Records from a collection —
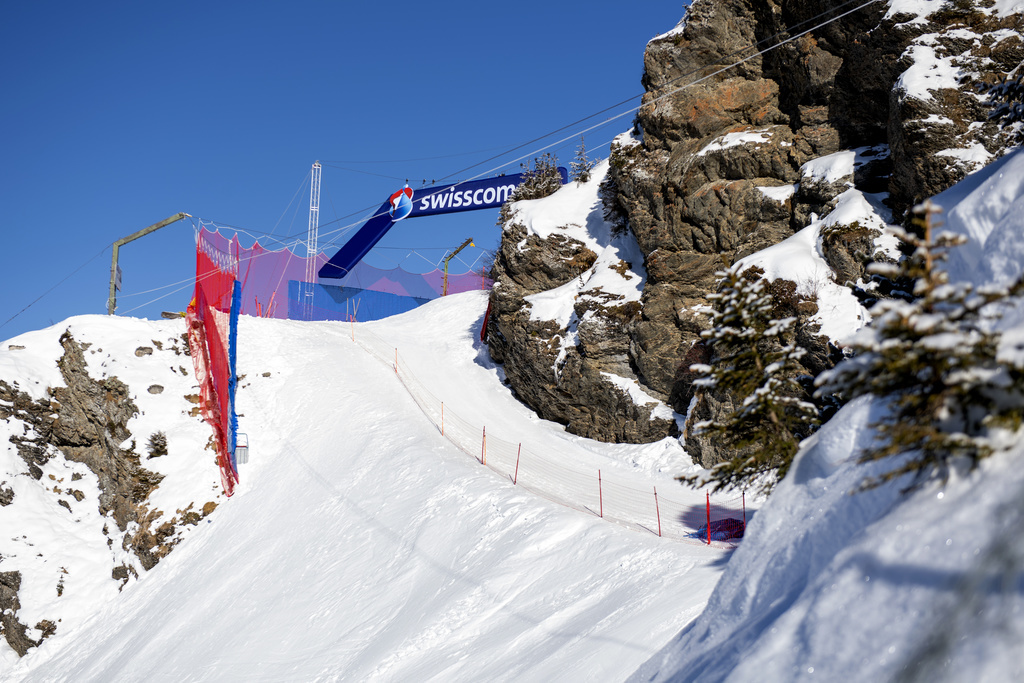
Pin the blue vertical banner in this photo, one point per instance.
(232, 380)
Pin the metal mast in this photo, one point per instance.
(311, 238)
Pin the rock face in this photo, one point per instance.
(716, 170)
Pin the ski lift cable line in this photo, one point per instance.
(682, 76)
(37, 299)
(302, 184)
(628, 112)
(340, 230)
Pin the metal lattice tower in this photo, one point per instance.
(311, 238)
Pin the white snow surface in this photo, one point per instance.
(987, 207)
(360, 545)
(832, 585)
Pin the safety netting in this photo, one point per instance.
(233, 280)
(212, 318)
(272, 284)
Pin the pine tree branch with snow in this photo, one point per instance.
(936, 361)
(755, 360)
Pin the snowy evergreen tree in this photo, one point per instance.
(755, 359)
(936, 359)
(540, 180)
(1007, 98)
(581, 167)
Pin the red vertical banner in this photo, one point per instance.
(709, 517)
(658, 511)
(209, 332)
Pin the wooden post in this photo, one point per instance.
(112, 301)
(658, 511)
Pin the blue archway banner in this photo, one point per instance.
(455, 198)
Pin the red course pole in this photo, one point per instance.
(709, 517)
(658, 510)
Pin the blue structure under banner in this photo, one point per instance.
(334, 302)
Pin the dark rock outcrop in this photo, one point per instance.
(86, 422)
(721, 134)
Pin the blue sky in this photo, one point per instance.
(117, 115)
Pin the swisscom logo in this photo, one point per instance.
(401, 204)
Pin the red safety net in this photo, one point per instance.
(208, 317)
(271, 287)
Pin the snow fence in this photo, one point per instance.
(672, 512)
(231, 280)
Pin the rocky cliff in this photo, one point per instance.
(77, 485)
(743, 98)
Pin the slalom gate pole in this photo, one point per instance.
(658, 511)
(709, 517)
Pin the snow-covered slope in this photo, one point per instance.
(879, 586)
(363, 546)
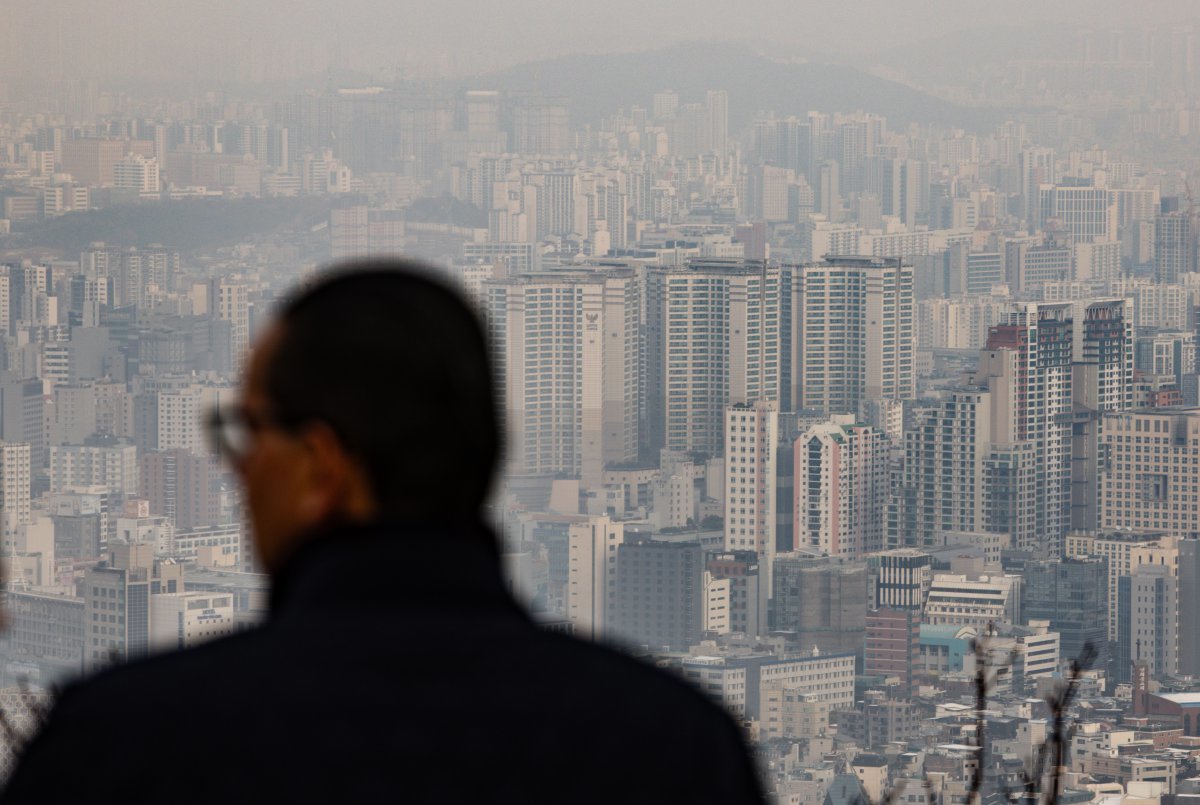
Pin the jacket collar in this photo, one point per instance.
(399, 563)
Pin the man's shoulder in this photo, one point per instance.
(216, 665)
(611, 676)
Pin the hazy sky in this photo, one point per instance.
(264, 37)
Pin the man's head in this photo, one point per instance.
(370, 398)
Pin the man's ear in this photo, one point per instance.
(335, 479)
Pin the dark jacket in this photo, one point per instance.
(394, 667)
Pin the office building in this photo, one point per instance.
(979, 601)
(745, 581)
(180, 620)
(659, 601)
(1123, 552)
(1071, 593)
(1149, 622)
(899, 580)
(820, 601)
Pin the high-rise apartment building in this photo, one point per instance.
(856, 328)
(1027, 367)
(1175, 246)
(715, 335)
(565, 349)
(941, 484)
(15, 493)
(841, 488)
(751, 432)
(229, 301)
(592, 574)
(1102, 380)
(1189, 605)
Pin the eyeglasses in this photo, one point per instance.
(232, 431)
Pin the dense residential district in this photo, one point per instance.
(883, 432)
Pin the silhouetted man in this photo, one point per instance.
(394, 665)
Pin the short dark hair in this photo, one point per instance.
(396, 364)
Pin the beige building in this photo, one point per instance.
(567, 353)
(180, 620)
(1150, 480)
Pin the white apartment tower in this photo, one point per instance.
(841, 488)
(592, 574)
(751, 433)
(15, 492)
(715, 335)
(1027, 367)
(565, 348)
(856, 326)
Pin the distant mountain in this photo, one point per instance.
(600, 84)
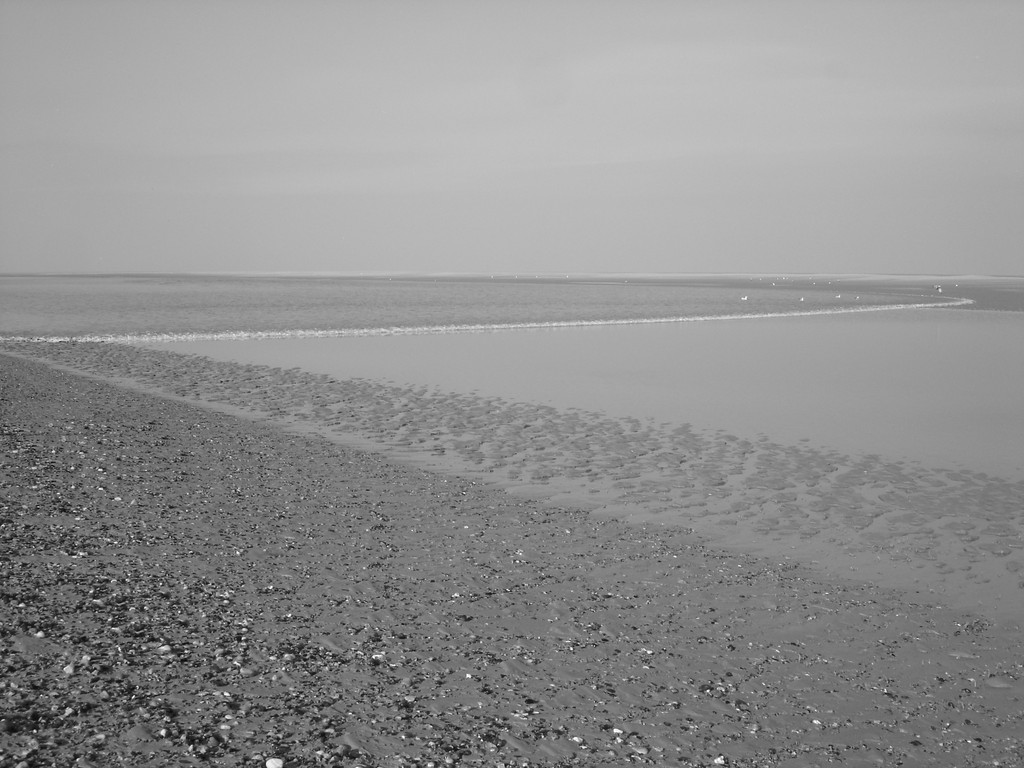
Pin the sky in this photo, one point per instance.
(525, 136)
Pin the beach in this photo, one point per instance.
(225, 585)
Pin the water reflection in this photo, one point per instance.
(937, 387)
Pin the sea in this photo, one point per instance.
(859, 364)
(912, 383)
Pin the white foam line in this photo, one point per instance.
(481, 328)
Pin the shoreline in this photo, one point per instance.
(185, 586)
(948, 536)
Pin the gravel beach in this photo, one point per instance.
(185, 587)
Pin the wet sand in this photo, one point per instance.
(183, 586)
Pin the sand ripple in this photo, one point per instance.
(956, 534)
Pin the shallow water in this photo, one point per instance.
(935, 387)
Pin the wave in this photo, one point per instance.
(156, 338)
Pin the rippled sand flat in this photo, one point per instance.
(953, 536)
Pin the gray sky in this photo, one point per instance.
(512, 136)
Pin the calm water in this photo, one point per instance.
(940, 387)
(937, 387)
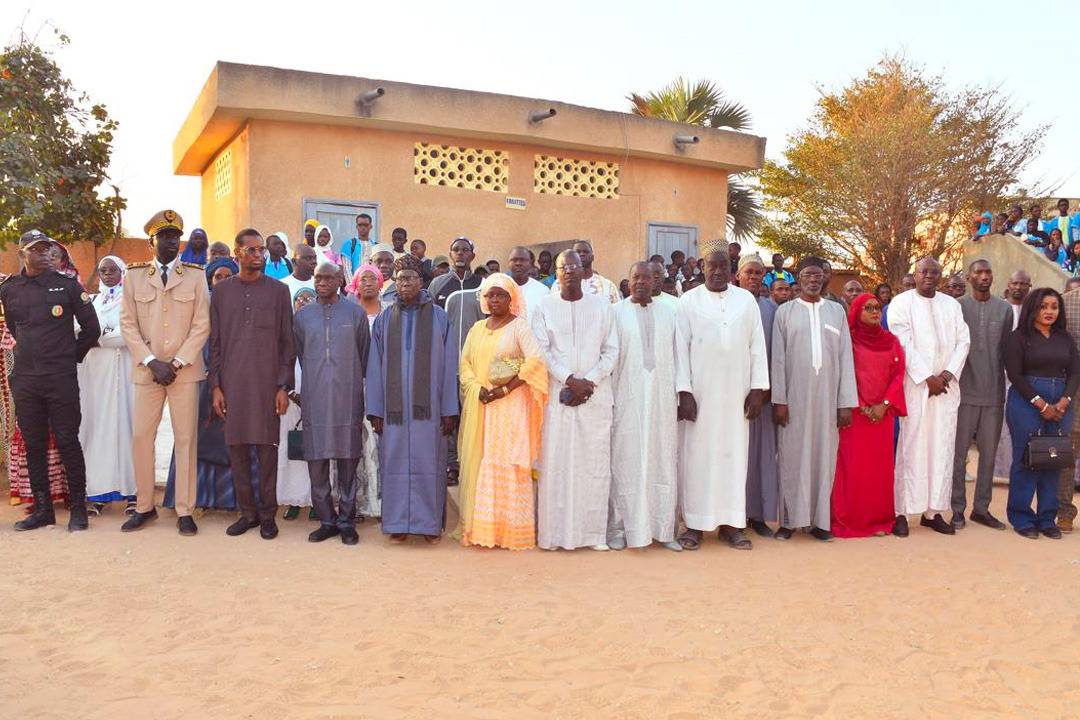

Work request —
The data above should be repeated exactly, minus any pictures.

Exercise solution —
Pin the blue vertical banner in this photo, one point per instance.
(232, 380)
Pin the metal mast in this photo, one point per instance.
(311, 238)
Pin the rock face in this photo, one point per instance.
(716, 170)
Pin the ski lift cable line in this photo, one point per instance.
(682, 76)
(37, 299)
(302, 184)
(628, 112)
(340, 230)
Pin the metal lattice tower in this photo, one point per instance.
(311, 238)
Pin the white snow surface in this photo, one point per instance.
(987, 207)
(360, 545)
(832, 585)
Pin the safety netting in this photo, one point per instance.
(233, 280)
(212, 318)
(272, 284)
Pin the pine tree branch with snow in this photo, one point per instance.
(936, 361)
(755, 360)
Pin the snowy evergreen tree in this photo, one point per instance.
(755, 359)
(936, 359)
(540, 180)
(1007, 98)
(581, 167)
Pin the red vertical banner in this photo, one point per instance.
(709, 517)
(658, 511)
(209, 332)
Pin the wooden post in this photo, one point per instance.
(112, 301)
(658, 511)
Pin the blue archway banner in this photo, one point per instance.
(455, 198)
Pin the red course pole in this photo, one point per instance.
(709, 517)
(658, 510)
Pin the blue structure under banner in this photo, one point per instance.
(334, 302)
Pin the dark rock outcrop in this photo, one point per instance.
(86, 422)
(721, 134)
Pin the blue sky in this photo, one point per instance.
(117, 115)
Pin the swisscom logo in this photo, one point per instance.
(401, 204)
Pin the red safety net in this photo, one point per instance.
(208, 317)
(271, 287)
Pin the snow fence in this photo, one point per instance.
(672, 512)
(231, 280)
Pin the rocky cliff in this photo, one point per instance.
(77, 485)
(743, 98)
Pin the slalom gate pole in this photo, one point per instance.
(658, 511)
(709, 517)
Pin the snow-covered slope in this photo, one point per instance.
(879, 586)
(363, 546)
Pin the jacket collar in this photo, one point per instance.
(399, 563)
Pin the man's shoulder in this photo, one point per instance.
(216, 665)
(611, 676)
Pin the hazy sky in this photo, one point per instance.
(264, 37)
Pin the man's head in this photo, one point per instance.
(370, 398)
Pin the man's ear in this photo, one point per instance.
(335, 479)
Pin the dark jacket in this photo, one point per instance.
(394, 667)
Pin the office building in this photo, one point per instance.
(979, 601)
(745, 581)
(180, 620)
(659, 601)
(1123, 552)
(1071, 593)
(1149, 622)
(899, 580)
(820, 601)
Pin the high-rise apartment building in this photo, one point per instance.
(856, 328)
(1027, 367)
(1175, 246)
(715, 335)
(565, 349)
(941, 484)
(15, 493)
(841, 488)
(751, 432)
(229, 301)
(592, 574)
(1102, 380)
(1189, 605)
Pin the eyeglasses in this photo, one point per instance.
(232, 431)
Pin the dense residential district in this photo, one point per instance.
(883, 432)
Pin the silhouetted man in this photo, one point per instance.
(394, 665)
Pin the short dark hair in this photo, one point per instance.
(396, 364)
Pin the beige building in this photo, one point per instance.
(567, 353)
(180, 620)
(1150, 480)
Pin the white apartment tower in this photo, one point per instance.
(841, 488)
(592, 574)
(751, 433)
(15, 492)
(715, 335)
(1027, 367)
(565, 348)
(856, 326)
Pin the distant mountain in this photo, one point per instance.
(600, 84)
Pin the sky in this photo, one point per instance.
(525, 136)
Pin the beach in this photo, one point per instance.
(225, 585)
Pin the water reflection in this photo, one point per instance.
(937, 387)
Pin the sea in this photo, one point per instance.
(859, 364)
(912, 383)
Pin the white foam line in this photo, one point per instance.
(481, 328)
Pin the shoreline in this photo, one point per instance.
(185, 586)
(948, 536)
Pin the gravel beach in this photo, one point per instance.
(185, 587)
Pin the wet sand in this photo, one point per instance.
(183, 586)
Pin the sand ripple in this photo, one point per instance.
(956, 534)
Pin the shallow water in this photo, one point per instance.
(935, 387)
Pin the wave in this photo, one point per instance.
(156, 338)
Pin the rippled sand flat in this photo, one point per instance.
(953, 536)
Pin the gray sky in this photo, one point per instance.
(512, 136)
Pin the calm water in this photo, one point per instance.
(940, 387)
(937, 387)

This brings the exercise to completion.